Dataset records:
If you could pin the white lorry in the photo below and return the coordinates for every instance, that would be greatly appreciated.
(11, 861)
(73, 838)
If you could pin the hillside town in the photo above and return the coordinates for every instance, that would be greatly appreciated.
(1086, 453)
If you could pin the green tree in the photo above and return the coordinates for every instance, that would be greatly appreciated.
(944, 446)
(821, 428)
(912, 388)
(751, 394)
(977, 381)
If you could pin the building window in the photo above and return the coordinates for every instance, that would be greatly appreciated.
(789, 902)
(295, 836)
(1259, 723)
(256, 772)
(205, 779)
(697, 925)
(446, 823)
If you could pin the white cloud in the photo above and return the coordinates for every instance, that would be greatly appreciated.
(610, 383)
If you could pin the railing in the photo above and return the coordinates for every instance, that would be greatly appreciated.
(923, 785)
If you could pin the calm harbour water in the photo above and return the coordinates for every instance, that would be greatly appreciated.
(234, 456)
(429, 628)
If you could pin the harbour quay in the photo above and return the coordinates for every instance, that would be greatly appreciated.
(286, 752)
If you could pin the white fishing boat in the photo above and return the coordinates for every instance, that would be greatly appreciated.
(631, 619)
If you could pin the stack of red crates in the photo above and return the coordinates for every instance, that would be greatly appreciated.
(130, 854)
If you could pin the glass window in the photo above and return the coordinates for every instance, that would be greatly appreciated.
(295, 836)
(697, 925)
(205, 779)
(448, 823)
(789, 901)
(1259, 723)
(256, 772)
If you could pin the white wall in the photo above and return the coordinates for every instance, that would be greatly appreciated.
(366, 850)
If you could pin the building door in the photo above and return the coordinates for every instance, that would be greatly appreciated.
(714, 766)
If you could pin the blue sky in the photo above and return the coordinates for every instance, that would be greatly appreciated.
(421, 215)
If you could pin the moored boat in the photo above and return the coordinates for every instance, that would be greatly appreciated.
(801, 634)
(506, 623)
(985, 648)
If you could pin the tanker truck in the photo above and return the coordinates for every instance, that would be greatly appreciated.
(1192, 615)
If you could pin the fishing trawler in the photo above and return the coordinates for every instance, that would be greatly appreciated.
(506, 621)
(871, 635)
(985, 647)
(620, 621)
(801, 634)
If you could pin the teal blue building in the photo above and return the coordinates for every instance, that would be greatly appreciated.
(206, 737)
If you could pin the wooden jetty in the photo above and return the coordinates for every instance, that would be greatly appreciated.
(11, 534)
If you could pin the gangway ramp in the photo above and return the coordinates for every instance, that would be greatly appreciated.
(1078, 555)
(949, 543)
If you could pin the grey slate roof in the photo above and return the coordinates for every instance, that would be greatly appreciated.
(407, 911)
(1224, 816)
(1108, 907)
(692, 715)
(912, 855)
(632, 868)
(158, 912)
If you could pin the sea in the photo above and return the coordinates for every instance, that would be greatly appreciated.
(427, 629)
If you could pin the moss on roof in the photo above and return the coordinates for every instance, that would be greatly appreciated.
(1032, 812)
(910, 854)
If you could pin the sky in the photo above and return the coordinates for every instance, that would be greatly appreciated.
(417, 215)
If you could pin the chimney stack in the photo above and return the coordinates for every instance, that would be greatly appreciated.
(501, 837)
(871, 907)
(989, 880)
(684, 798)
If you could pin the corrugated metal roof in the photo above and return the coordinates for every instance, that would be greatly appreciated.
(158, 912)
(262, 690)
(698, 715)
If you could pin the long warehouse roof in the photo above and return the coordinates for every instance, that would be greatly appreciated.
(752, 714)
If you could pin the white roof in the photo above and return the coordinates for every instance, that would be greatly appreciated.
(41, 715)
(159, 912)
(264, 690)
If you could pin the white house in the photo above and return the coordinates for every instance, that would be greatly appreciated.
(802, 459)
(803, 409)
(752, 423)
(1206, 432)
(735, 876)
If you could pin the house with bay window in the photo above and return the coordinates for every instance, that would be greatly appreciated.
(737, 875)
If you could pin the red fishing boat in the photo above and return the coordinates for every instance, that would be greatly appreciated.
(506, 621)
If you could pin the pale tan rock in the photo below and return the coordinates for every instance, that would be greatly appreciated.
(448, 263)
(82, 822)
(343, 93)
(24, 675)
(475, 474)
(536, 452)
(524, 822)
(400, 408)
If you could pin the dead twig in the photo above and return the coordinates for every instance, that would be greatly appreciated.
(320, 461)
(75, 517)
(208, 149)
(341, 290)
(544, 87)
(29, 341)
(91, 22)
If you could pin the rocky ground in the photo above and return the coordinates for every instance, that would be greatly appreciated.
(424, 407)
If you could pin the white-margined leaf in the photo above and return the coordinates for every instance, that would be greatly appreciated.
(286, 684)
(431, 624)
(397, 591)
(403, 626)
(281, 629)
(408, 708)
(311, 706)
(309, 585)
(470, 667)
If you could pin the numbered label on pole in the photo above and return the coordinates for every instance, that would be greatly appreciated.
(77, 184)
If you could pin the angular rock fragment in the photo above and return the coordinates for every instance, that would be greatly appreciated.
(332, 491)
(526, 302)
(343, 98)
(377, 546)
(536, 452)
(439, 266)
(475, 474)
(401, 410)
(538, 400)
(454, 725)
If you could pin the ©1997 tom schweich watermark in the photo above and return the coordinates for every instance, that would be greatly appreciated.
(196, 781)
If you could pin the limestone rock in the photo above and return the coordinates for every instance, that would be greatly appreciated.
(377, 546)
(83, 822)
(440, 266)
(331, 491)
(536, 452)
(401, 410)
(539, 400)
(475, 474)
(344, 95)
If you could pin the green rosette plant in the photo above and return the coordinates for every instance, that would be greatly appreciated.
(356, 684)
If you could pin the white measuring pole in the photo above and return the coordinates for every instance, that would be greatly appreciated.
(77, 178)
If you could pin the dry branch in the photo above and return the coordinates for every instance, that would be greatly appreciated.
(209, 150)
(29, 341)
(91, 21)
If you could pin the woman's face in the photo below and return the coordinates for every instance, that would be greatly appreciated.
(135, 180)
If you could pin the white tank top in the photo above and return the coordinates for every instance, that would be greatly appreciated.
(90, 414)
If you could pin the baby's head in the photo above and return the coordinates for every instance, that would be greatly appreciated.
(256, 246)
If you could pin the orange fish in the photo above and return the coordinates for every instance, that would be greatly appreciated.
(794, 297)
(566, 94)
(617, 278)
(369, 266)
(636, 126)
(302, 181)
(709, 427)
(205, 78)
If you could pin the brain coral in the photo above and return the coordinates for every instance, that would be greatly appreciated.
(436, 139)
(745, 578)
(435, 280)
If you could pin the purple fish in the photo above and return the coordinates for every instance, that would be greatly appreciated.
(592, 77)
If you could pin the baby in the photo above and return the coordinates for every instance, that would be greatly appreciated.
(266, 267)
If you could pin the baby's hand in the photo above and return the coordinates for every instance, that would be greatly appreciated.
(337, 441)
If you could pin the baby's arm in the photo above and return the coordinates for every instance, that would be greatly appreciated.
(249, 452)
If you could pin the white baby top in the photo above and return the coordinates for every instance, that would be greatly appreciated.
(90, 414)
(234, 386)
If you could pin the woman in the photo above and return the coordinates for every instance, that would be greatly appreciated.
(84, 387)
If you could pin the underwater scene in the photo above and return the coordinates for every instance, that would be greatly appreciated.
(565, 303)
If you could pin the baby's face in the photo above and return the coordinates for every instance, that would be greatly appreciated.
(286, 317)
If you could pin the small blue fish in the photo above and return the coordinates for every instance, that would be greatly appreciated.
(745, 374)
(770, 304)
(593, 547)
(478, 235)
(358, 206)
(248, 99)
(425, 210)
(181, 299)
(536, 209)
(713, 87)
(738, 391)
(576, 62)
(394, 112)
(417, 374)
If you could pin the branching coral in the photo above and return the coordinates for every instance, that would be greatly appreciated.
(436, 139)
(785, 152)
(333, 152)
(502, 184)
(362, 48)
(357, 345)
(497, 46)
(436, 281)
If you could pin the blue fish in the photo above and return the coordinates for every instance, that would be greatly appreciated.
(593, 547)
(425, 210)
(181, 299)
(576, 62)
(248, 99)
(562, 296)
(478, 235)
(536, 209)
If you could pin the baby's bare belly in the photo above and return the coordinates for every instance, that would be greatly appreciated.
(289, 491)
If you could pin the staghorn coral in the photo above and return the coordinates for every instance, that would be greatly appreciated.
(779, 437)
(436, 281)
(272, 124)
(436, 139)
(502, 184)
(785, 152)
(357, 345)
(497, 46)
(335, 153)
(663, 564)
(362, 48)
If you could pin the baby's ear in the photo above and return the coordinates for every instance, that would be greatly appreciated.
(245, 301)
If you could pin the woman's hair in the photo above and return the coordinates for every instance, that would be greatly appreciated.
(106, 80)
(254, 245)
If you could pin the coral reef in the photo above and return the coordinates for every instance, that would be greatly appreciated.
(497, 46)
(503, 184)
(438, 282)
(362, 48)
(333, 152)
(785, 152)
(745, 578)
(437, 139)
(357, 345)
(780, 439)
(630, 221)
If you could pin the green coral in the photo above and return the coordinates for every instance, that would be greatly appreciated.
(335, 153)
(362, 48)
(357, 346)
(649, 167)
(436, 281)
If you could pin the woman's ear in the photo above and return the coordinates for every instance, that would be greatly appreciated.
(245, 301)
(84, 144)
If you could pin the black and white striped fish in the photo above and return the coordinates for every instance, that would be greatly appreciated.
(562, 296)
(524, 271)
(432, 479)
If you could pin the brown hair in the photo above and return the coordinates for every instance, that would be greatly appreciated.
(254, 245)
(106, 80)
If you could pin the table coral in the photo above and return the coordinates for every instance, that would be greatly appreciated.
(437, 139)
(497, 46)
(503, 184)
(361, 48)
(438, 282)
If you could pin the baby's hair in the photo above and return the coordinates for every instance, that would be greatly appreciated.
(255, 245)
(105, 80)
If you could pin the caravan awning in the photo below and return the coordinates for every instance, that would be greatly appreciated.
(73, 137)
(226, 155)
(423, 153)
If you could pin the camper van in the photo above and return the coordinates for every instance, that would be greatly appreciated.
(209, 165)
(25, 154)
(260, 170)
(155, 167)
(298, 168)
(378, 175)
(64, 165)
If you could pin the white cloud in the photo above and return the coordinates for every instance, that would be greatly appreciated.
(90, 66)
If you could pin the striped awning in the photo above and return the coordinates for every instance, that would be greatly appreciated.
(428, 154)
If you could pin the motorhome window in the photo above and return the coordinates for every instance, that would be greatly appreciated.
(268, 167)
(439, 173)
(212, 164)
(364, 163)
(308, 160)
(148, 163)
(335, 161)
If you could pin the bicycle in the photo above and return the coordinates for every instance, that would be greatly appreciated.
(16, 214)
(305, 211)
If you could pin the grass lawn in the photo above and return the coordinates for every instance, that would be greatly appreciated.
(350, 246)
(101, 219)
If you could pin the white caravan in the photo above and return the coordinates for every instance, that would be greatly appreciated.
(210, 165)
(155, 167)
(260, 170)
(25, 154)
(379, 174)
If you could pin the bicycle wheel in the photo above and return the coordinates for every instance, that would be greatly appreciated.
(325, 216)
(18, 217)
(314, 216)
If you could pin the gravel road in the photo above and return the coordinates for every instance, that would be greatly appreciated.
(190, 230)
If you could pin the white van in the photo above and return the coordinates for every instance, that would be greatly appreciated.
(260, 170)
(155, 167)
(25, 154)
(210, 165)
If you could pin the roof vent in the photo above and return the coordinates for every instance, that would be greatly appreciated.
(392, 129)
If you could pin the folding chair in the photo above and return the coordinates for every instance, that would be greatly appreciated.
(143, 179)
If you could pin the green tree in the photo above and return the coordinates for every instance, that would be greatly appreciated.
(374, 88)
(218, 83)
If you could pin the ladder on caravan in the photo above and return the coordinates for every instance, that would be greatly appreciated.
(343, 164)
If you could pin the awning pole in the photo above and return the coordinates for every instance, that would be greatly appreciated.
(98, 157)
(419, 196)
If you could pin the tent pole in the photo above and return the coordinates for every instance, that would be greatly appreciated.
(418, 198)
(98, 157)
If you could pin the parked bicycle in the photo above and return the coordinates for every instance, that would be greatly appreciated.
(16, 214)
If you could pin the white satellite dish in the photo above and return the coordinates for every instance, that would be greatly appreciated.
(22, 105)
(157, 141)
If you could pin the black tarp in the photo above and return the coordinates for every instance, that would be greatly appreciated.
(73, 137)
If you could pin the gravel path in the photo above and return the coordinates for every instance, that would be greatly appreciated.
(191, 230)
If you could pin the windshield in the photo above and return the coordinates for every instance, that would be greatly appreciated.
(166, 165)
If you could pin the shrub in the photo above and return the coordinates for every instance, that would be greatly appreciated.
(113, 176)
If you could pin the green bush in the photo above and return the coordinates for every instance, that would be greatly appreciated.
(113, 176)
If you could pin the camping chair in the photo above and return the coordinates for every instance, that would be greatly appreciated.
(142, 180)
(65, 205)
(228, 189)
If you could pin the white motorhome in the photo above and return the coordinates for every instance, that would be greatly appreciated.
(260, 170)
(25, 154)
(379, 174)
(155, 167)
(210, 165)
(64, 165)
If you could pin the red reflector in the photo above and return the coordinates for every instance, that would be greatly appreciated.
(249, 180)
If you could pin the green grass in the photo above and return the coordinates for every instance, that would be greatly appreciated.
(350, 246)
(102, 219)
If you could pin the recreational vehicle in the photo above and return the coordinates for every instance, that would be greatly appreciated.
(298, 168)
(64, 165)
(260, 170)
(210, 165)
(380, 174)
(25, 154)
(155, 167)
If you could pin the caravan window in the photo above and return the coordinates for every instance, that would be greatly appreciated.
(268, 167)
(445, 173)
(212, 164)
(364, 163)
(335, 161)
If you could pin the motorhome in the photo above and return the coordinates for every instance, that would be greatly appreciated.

Exercise directions: Reproduce word for word the lines of the items from the line containing "If you could pin the hillside" up to and including the line containing "(1086, 453)".

Correct result:
If you could pin the hillside town in the photo above and return the coordinates for every instance, that would be greatly appreciated.
(1086, 453)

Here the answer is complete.